>> Start Extract to read

# Solved: win 8.1 install issue



## bradpark22 (Jun 11, 2011)

installing 8.1 on my pc and i am at the point where it says copying windows files (0%). It is at that point for 10 mins. Is that normal? if not, what could be causing it?

thx

ps... I will say this use to be a dual boot pc of 7 and 8.1 so i had to change bios around to get both on there i think it had legacy option or something like that. Should i reset bios to default and see if that solves it and then install again?

It's been 20 mins and nothing yet. Should i wait an hour before doing anything? plz help.

thx

PS. bios looks something like this:

---> UEFI boot sources
-----------usb floppy/cd
-----------usb hard drive
-----------ATAPI CD-ROM
.......Legacy boot sources
--------ATAPi cd-rom
--------USB FLOPPY/CD
-----------ATAPI cd-rom
-----hard drive
-----------sata1
-----Network controller (atheros boot agent)


----------



## bradpark22 (Jun 11, 2011)

>> End Extract to read

Given request 1
Convert the lines of the listing, starting at the line containing "[segment] low-lying brush" and ending at the last line of the listing, into a Markdown table with the columns "Row" and "Line", leaving out blank lines.
The listing has no connection to the forum thread above it.

>> Start Data extract

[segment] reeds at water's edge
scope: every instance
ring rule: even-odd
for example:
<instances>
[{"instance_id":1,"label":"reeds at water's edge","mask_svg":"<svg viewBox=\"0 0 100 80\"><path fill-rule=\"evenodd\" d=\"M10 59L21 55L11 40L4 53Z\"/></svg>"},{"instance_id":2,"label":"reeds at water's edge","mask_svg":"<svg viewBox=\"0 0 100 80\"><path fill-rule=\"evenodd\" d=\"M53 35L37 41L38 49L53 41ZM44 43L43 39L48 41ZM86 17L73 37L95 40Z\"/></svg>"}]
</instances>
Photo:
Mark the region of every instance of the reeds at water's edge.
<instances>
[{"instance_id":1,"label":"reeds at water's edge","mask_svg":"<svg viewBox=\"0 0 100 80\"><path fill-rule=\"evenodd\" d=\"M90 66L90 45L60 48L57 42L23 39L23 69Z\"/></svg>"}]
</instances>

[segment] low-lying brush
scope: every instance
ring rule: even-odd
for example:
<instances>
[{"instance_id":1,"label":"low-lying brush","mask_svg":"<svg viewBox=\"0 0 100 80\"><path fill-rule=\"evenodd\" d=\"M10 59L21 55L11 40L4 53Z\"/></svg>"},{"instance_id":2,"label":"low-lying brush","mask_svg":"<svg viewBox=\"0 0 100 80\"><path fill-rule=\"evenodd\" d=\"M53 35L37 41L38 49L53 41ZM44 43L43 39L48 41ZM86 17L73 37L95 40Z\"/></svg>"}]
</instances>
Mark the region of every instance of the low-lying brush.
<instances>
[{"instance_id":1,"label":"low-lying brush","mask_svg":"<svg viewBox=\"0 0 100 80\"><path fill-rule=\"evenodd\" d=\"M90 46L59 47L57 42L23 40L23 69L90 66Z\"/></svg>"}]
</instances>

>> End Data extract

Given request 2
Carry on the forum thread about the stalled Windows 8.1 install from the point where it stops.

Task response 1
| Row | Line |
|---|---|
| 1 | [segment] low-lying brush |
| 2 | scope: every instance |
| 3 | ring rule: even-odd |
| 4 | for example: |
| 5 | <instances> |
| 6 | [{"instance_id":1,"label":"low-lying brush","mask_svg":"<svg viewBox=\"0 0 100 80\"><path fill-rule=\"evenodd\" d=\"M10 59L21 55L11 40L4 53Z\"/></svg>"},{"instance_id":2,"label":"low-lying brush","mask_svg":"<svg viewBox=\"0 0 100 80\"><path fill-rule=\"evenodd\" d=\"M53 35L37 41L38 49L53 41ZM44 43L43 39L48 41ZM86 17L73 37L95 40Z\"/></svg>"}] |
| 7 | </instances> |
| 8 | Mark the region of every instance of the low-lying brush. |
| 9 | <instances> |
| 10 | [{"instance_id":1,"label":"low-lying brush","mask_svg":"<svg viewBox=\"0 0 100 80\"><path fill-rule=\"evenodd\" d=\"M90 46L59 47L57 42L23 40L23 69L90 66Z\"/></svg>"}] |
| 11 | </instances> |

Task response 2
things i have tried:

Right now when there is no DVD in my drive and there is no OS on my system my bios looks like the following:

---> UEFI boot sources
.......Legacy boot sources
--------ATAPi cd-rom
--------USB FLOPPY/CD
-----------ATAPI cd-rom
-----hard drive
-----------sata1
-----Network controller (atheros boot agent)

When I put win 8.1 install cd I get:

---> UEFI boot sources
-----------uefi: hp dvd a dh16absh
.......Legacy boot sources
--------ATAPi cd-rom
--------USB FLOPPY/CD
-----------ATAPI cd-rom
-----hard drive
-----------sata1
-----Network controller (atheros boot agent)

When I try an install win 8.1 without any BIOS changes i get to the point where it says "copying windows files (0%)".
It stays that way for an hour without getting to 1%. Usually when i install this OS it goes to 1% almost instantly.
When I select "uefi: hp a dh16absh" it will do the same thing.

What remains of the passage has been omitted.